■ Work order ■
Work through the data below and copy out every line where "girl" is found.
::: Available records :::
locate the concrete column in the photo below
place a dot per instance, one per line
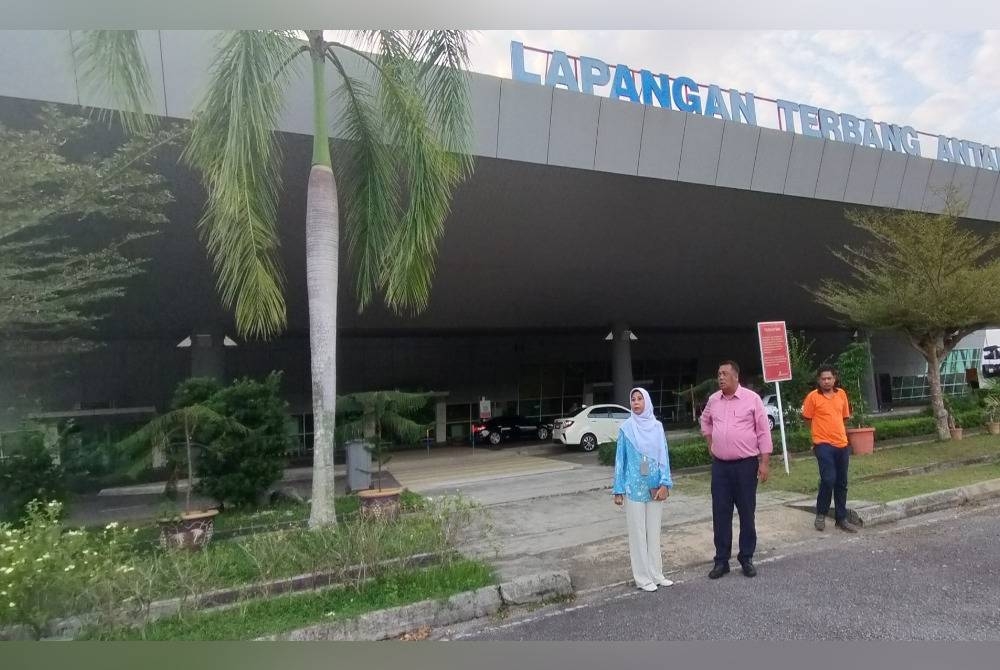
(440, 425)
(621, 362)
(208, 356)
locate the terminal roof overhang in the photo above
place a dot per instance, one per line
(581, 211)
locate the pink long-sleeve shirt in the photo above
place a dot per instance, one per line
(736, 425)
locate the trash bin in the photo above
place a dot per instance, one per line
(359, 465)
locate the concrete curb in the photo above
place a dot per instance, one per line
(882, 513)
(390, 623)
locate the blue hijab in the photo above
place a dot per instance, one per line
(645, 432)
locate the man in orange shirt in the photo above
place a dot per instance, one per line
(825, 410)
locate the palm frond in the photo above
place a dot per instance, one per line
(372, 183)
(442, 78)
(424, 117)
(113, 66)
(233, 145)
(432, 173)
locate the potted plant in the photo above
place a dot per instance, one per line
(954, 425)
(991, 410)
(190, 529)
(376, 415)
(852, 365)
(378, 502)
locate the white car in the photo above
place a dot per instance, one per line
(771, 405)
(590, 426)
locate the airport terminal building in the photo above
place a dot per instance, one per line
(652, 226)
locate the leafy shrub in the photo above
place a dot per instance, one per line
(238, 468)
(46, 573)
(28, 473)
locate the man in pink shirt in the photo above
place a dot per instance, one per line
(735, 424)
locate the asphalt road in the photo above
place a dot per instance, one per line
(930, 578)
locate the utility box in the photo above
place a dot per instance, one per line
(359, 466)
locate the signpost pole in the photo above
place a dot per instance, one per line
(776, 361)
(781, 423)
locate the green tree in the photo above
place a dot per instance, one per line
(382, 415)
(922, 275)
(408, 130)
(66, 220)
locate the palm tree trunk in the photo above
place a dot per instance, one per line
(934, 386)
(322, 248)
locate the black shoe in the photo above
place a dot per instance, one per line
(846, 527)
(718, 570)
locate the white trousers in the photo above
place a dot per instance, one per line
(643, 521)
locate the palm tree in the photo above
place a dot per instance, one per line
(408, 126)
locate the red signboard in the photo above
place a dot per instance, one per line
(774, 356)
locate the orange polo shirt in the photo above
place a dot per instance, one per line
(827, 416)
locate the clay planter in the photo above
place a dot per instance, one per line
(861, 441)
(382, 505)
(192, 530)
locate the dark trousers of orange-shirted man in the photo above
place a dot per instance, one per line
(735, 424)
(825, 410)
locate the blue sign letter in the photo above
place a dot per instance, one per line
(685, 100)
(871, 138)
(517, 71)
(944, 149)
(809, 116)
(561, 72)
(651, 89)
(715, 105)
(829, 124)
(849, 124)
(743, 106)
(786, 108)
(912, 143)
(593, 73)
(623, 85)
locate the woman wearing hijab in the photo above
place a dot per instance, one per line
(642, 483)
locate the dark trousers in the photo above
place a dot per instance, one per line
(734, 483)
(833, 464)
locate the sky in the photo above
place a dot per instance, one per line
(938, 82)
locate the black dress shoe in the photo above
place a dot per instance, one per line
(718, 570)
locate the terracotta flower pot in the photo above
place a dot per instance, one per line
(382, 504)
(192, 530)
(861, 441)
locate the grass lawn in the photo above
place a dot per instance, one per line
(804, 475)
(284, 613)
(904, 487)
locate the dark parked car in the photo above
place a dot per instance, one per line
(503, 428)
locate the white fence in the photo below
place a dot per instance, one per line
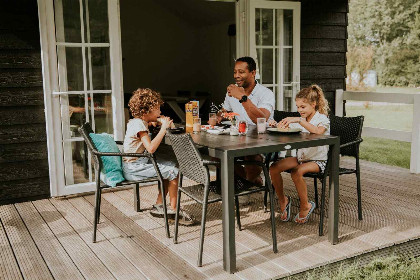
(413, 136)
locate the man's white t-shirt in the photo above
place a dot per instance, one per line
(261, 96)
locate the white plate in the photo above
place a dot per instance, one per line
(290, 131)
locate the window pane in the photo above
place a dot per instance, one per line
(101, 76)
(71, 18)
(73, 62)
(77, 113)
(102, 113)
(288, 28)
(266, 65)
(98, 21)
(287, 98)
(264, 26)
(287, 65)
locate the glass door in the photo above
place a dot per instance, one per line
(87, 85)
(274, 40)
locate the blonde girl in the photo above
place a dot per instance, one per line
(313, 109)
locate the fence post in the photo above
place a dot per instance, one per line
(415, 137)
(339, 99)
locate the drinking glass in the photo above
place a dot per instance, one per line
(212, 119)
(197, 125)
(261, 125)
(242, 127)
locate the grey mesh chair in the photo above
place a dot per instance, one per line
(85, 130)
(195, 166)
(349, 129)
(278, 116)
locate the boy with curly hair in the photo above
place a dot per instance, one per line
(145, 108)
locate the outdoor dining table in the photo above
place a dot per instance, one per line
(227, 148)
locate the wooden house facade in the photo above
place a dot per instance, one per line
(25, 156)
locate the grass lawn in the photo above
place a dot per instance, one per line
(387, 116)
(388, 268)
(389, 152)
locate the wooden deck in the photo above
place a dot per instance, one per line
(51, 239)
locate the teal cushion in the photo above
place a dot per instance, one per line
(112, 166)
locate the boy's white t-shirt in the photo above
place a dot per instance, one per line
(314, 153)
(132, 143)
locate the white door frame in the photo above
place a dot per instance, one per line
(52, 92)
(245, 42)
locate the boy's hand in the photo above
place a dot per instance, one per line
(166, 122)
(284, 123)
(272, 123)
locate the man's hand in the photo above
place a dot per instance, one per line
(166, 122)
(284, 123)
(235, 91)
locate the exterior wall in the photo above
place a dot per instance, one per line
(324, 45)
(23, 149)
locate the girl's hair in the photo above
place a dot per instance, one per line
(143, 101)
(315, 94)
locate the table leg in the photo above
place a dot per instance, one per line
(228, 214)
(334, 193)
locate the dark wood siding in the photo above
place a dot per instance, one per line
(23, 148)
(324, 45)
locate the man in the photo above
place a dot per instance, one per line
(250, 100)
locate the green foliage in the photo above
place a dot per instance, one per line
(393, 267)
(385, 151)
(392, 29)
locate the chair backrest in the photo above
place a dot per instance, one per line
(279, 115)
(189, 158)
(349, 129)
(85, 130)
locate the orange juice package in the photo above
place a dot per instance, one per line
(191, 112)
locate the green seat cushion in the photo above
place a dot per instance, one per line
(112, 166)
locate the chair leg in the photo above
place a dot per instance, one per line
(165, 213)
(203, 228)
(137, 198)
(97, 213)
(359, 194)
(316, 192)
(238, 213)
(273, 220)
(178, 202)
(321, 214)
(99, 206)
(265, 201)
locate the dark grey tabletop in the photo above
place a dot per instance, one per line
(264, 143)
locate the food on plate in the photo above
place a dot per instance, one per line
(283, 129)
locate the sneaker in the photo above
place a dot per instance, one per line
(185, 219)
(157, 211)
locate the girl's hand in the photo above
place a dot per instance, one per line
(272, 123)
(284, 123)
(166, 122)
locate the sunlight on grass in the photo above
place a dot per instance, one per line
(396, 117)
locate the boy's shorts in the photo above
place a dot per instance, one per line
(142, 169)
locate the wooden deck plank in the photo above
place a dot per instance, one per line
(120, 215)
(54, 255)
(141, 259)
(27, 254)
(187, 250)
(86, 261)
(9, 268)
(117, 264)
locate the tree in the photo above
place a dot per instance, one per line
(392, 29)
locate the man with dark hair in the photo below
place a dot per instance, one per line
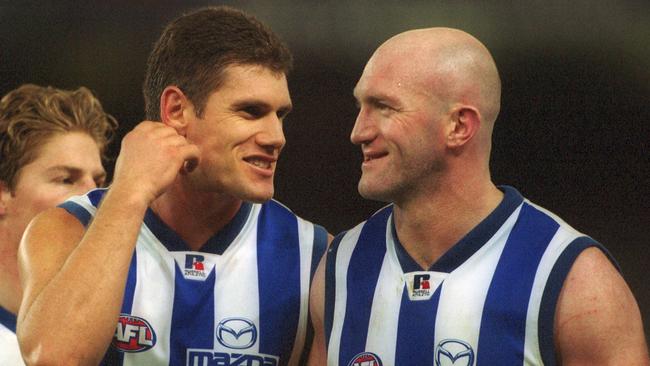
(457, 270)
(187, 260)
(51, 147)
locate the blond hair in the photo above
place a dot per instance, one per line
(31, 114)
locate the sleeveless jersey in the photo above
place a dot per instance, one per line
(9, 351)
(241, 300)
(489, 300)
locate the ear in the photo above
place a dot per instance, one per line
(465, 122)
(173, 105)
(5, 197)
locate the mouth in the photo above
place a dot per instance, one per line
(262, 164)
(370, 156)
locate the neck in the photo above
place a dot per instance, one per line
(195, 216)
(10, 291)
(430, 224)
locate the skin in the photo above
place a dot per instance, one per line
(428, 100)
(212, 162)
(66, 164)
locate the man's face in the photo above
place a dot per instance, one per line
(240, 134)
(398, 128)
(67, 164)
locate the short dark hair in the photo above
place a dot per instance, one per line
(195, 49)
(31, 114)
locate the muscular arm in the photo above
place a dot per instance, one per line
(73, 280)
(318, 353)
(598, 321)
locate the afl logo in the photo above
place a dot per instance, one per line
(237, 333)
(454, 352)
(133, 334)
(365, 359)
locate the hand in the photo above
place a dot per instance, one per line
(151, 157)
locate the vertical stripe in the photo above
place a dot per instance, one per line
(278, 264)
(8, 319)
(113, 356)
(464, 290)
(415, 334)
(383, 325)
(192, 316)
(365, 265)
(503, 325)
(330, 285)
(319, 247)
(340, 263)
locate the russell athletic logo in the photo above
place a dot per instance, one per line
(133, 334)
(365, 359)
(194, 266)
(454, 352)
(422, 285)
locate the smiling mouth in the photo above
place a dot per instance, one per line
(367, 158)
(260, 163)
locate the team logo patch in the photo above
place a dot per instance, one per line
(133, 334)
(237, 333)
(422, 285)
(194, 267)
(365, 359)
(454, 352)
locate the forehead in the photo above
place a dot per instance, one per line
(389, 74)
(254, 81)
(70, 148)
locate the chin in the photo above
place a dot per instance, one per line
(373, 193)
(257, 196)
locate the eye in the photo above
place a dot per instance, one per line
(64, 179)
(282, 113)
(253, 111)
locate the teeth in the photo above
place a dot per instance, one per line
(260, 163)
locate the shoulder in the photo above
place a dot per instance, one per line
(597, 320)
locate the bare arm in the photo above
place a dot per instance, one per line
(318, 353)
(74, 281)
(598, 320)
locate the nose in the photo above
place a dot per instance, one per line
(272, 136)
(85, 185)
(363, 130)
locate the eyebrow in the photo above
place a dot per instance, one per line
(283, 110)
(74, 170)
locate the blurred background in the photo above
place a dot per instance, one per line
(572, 135)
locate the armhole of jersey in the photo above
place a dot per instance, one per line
(330, 286)
(77, 211)
(551, 294)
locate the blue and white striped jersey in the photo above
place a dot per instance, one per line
(490, 300)
(9, 351)
(241, 300)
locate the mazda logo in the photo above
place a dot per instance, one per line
(236, 333)
(454, 350)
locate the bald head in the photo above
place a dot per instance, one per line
(450, 64)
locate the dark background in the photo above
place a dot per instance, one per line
(572, 135)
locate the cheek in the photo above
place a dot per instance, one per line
(38, 200)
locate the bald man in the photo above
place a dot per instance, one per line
(456, 270)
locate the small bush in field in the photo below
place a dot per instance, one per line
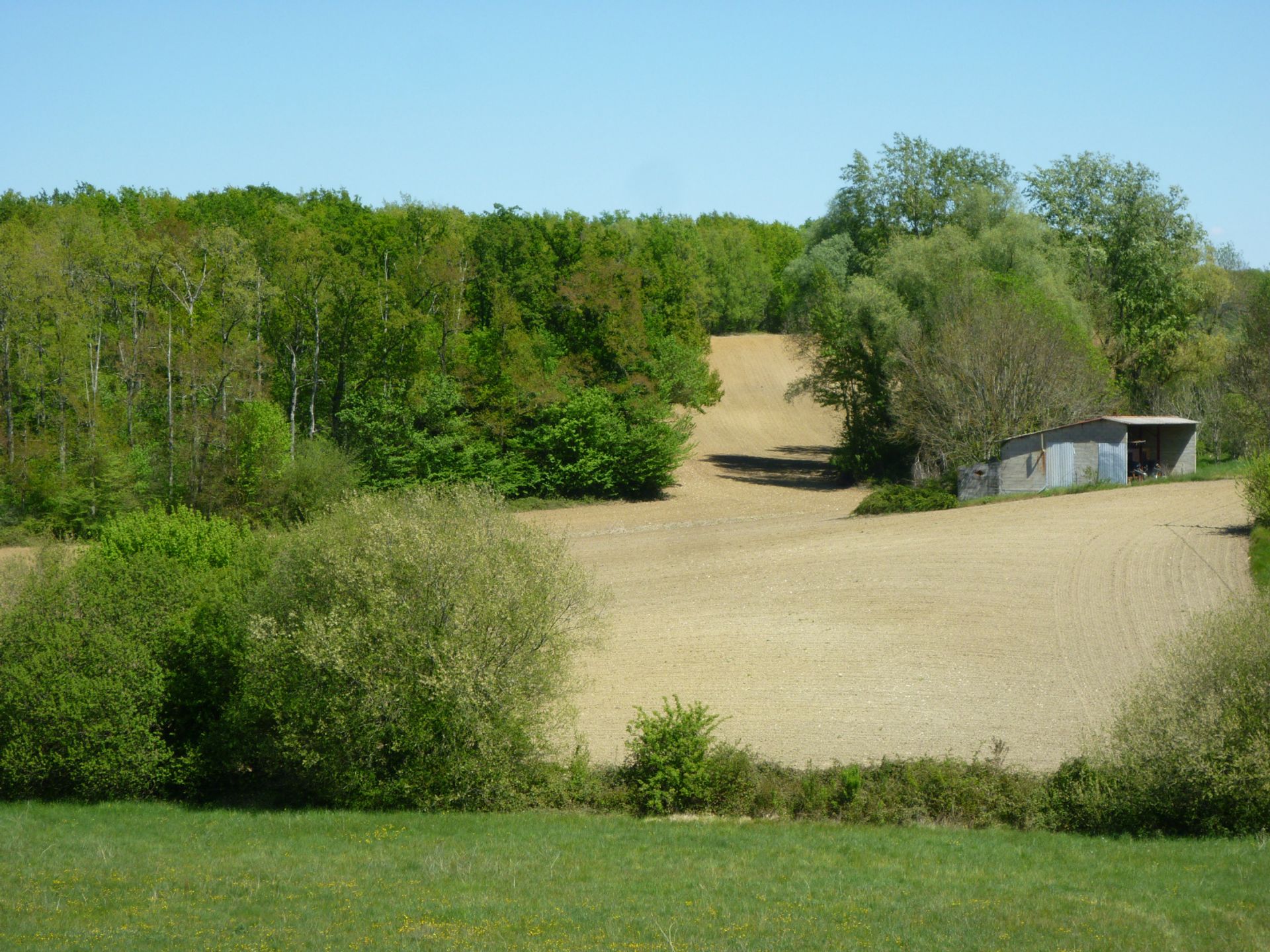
(1255, 488)
(894, 498)
(1189, 753)
(80, 698)
(667, 762)
(186, 536)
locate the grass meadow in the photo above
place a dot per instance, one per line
(150, 876)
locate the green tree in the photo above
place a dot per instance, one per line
(414, 651)
(915, 188)
(1134, 249)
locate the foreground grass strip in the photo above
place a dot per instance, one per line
(157, 876)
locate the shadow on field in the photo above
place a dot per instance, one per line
(792, 469)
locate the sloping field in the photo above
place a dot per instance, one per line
(831, 637)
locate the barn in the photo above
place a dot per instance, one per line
(1099, 450)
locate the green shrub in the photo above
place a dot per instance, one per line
(186, 536)
(894, 498)
(667, 764)
(413, 651)
(732, 781)
(595, 444)
(1189, 752)
(1255, 488)
(1259, 556)
(259, 444)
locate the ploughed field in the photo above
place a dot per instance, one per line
(833, 637)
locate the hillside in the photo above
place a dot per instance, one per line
(829, 637)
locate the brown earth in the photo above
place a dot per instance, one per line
(826, 636)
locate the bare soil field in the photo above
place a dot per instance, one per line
(833, 637)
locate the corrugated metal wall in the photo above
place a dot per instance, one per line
(1114, 462)
(1060, 465)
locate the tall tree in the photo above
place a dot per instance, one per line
(1134, 249)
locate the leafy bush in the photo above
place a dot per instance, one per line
(1259, 556)
(183, 535)
(595, 444)
(80, 697)
(319, 476)
(259, 447)
(1255, 488)
(1189, 753)
(413, 651)
(121, 663)
(667, 763)
(894, 498)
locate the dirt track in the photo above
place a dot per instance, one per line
(831, 637)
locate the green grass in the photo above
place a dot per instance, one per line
(1259, 556)
(132, 876)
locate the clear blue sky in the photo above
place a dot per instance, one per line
(679, 107)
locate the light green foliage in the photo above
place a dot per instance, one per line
(422, 339)
(258, 447)
(1134, 253)
(740, 277)
(413, 651)
(1189, 752)
(894, 498)
(667, 763)
(1255, 488)
(81, 695)
(915, 188)
(846, 337)
(963, 334)
(1250, 370)
(1000, 365)
(185, 536)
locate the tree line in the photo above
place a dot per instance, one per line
(254, 353)
(244, 350)
(945, 302)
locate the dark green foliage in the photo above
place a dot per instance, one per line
(319, 476)
(422, 340)
(81, 695)
(1255, 488)
(258, 447)
(1259, 556)
(896, 498)
(121, 664)
(668, 764)
(1189, 752)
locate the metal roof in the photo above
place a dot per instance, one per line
(1147, 420)
(1126, 419)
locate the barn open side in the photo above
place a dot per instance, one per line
(1099, 450)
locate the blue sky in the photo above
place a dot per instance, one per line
(677, 107)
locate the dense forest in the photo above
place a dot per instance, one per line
(255, 353)
(945, 302)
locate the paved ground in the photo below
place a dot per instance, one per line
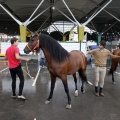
(84, 107)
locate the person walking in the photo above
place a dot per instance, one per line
(13, 57)
(100, 55)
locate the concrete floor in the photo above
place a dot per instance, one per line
(84, 107)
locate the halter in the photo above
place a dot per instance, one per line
(37, 45)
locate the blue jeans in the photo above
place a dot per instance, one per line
(17, 71)
(42, 62)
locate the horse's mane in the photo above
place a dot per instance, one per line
(56, 51)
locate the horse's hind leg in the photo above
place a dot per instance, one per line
(64, 80)
(113, 68)
(53, 80)
(75, 80)
(83, 76)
:::
■ Problem solution ■
locate the blonde girl in the photo above
locate the girl's hair in the photo above
locate the girl's hand in the photo above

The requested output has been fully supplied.